Brief: Arrange the lines of the records from the line with "Target: windshield wiper" up to and including the line with "pixel 101 280" as a JSON list of strings, one string per line, leaving out blank lines.

Pointing records
________________

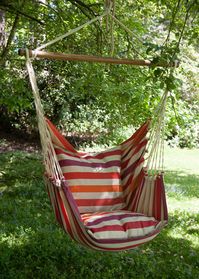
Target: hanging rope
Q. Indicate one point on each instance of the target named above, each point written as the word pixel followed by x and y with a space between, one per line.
pixel 73 30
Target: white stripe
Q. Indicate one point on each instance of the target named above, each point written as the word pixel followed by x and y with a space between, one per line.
pixel 85 209
pixel 96 182
pixel 68 169
pixel 122 234
pixel 107 159
pixel 96 195
pixel 119 222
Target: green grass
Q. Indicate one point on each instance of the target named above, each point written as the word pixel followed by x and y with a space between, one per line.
pixel 33 246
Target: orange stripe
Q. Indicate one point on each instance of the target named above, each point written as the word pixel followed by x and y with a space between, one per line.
pixel 93 188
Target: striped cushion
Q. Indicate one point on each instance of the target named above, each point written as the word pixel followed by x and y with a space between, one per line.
pixel 118 225
pixel 94 179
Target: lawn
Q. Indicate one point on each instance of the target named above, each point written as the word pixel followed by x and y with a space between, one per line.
pixel 33 246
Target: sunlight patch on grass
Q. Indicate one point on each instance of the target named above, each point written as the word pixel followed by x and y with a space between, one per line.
pixel 185 204
pixel 186 160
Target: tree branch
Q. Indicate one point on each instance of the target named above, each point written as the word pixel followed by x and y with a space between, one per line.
pixel 11 9
pixel 10 38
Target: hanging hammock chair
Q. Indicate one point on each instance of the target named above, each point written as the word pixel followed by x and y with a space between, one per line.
pixel 112 200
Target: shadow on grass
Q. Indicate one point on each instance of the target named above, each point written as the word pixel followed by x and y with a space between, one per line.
pixel 180 184
pixel 33 246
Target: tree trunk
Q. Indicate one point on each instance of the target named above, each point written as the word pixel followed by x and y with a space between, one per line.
pixel 2 30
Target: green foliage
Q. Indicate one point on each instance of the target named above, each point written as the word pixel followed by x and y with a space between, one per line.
pixel 97 100
pixel 33 246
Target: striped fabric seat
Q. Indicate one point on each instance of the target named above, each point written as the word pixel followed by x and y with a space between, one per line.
pixel 119 225
pixel 106 200
pixel 94 180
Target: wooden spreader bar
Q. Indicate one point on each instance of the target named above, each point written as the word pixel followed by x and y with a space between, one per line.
pixel 90 58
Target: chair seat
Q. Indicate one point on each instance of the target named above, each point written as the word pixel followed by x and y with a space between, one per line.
pixel 118 225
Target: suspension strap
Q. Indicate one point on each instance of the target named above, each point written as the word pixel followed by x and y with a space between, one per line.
pixel 70 32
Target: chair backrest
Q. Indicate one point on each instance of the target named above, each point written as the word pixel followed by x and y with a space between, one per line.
pixel 101 181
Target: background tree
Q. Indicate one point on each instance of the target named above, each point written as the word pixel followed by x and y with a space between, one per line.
pixel 93 99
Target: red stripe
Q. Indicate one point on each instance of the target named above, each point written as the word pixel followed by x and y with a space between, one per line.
pixel 125 227
pixel 99 202
pixel 91 175
pixel 87 155
pixel 65 215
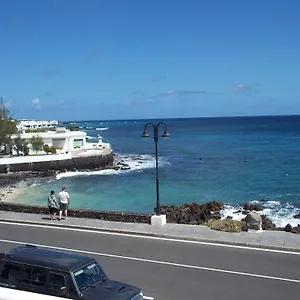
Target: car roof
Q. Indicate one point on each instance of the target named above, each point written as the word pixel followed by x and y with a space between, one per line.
pixel 48 258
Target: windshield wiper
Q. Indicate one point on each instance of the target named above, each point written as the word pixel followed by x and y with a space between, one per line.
pixel 101 280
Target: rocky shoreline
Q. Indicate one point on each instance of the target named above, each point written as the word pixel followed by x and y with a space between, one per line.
pixel 200 214
pixel 193 214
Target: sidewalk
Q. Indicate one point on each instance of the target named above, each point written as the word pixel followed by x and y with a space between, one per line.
pixel 265 239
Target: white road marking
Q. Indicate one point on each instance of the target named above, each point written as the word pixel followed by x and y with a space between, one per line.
pixel 140 236
pixel 157 262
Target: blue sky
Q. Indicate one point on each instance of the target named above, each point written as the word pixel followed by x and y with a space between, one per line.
pixel 124 59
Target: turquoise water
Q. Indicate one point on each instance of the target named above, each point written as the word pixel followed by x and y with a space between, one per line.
pixel 234 160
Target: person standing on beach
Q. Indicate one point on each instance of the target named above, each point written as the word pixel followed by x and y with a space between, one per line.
pixel 64 201
pixel 52 205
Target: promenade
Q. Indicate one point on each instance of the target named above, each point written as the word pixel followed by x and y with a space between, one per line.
pixel 264 239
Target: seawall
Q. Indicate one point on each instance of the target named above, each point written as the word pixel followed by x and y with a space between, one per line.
pixel 79 213
pixel 75 163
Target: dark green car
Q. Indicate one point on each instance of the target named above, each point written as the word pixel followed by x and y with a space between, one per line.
pixel 60 274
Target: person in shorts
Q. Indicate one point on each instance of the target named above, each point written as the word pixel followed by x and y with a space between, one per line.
pixel 64 201
pixel 52 205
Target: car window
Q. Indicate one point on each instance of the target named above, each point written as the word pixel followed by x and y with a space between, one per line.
pixel 11 272
pixel 56 282
pixel 35 276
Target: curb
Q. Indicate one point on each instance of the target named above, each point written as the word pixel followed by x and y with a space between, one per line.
pixel 158 235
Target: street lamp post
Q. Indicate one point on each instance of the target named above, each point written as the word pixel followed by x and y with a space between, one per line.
pixel 165 135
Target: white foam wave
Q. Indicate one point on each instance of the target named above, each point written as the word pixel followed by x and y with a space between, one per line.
pixel 280 214
pixel 129 163
pixel 85 173
pixel 102 128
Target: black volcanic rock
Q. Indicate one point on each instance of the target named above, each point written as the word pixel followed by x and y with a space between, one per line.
pixel 288 228
pixel 250 207
pixel 267 224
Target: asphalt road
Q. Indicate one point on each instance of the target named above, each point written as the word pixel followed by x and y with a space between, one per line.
pixel 172 270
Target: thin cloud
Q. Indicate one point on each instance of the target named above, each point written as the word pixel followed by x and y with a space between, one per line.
pixel 159 78
pixel 8 104
pixel 246 89
pixel 50 72
pixel 182 93
pixel 36 103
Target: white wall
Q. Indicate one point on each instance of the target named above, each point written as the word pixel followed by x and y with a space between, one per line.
pixel 38 158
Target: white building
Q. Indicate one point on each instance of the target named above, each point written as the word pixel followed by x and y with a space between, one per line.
pixel 66 141
pixel 33 124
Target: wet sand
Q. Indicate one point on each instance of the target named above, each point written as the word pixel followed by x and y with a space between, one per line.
pixel 11 193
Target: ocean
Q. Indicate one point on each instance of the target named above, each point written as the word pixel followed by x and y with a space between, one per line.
pixel 232 159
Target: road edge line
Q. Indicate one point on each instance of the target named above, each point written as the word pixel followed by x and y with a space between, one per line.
pixel 157 235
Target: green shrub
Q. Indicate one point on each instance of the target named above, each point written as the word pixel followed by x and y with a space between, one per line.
pixel 52 150
pixel 226 225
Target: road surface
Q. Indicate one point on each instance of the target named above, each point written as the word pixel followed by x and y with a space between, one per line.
pixel 172 270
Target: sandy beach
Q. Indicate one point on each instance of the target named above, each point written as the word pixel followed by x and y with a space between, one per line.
pixel 11 193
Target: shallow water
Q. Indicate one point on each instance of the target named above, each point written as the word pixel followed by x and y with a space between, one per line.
pixel 234 160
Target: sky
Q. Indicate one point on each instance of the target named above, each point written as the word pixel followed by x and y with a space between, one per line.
pixel 132 59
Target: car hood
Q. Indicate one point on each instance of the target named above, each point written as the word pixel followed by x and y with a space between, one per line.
pixel 110 289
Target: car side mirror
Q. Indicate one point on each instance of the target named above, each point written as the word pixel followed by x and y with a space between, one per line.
pixel 63 291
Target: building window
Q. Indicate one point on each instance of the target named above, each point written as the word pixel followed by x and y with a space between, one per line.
pixel 77 143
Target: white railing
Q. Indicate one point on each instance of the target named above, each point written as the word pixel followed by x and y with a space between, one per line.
pixel 34 158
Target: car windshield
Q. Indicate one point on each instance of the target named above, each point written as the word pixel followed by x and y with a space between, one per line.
pixel 88 276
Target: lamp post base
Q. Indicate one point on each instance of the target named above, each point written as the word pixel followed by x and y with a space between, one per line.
pixel 158 220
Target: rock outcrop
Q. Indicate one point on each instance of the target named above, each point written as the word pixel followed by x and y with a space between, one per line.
pixel 253 221
pixel 194 213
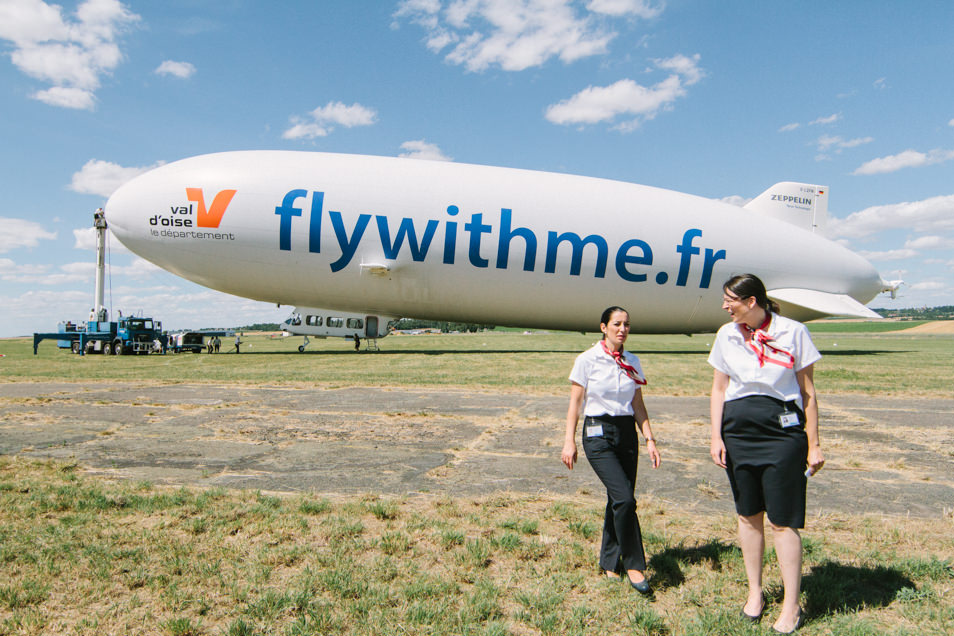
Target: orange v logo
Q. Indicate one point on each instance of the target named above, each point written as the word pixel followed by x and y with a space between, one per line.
pixel 213 216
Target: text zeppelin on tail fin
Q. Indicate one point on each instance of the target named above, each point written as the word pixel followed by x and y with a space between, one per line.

________________

Output of the task:
[
  "Target: windshield wiper",
  "Q. Indicate one point on each instance of the target named above, each point written as the word pixel followed by x and y with a space between, one per line.",
  "pixel 101 280"
]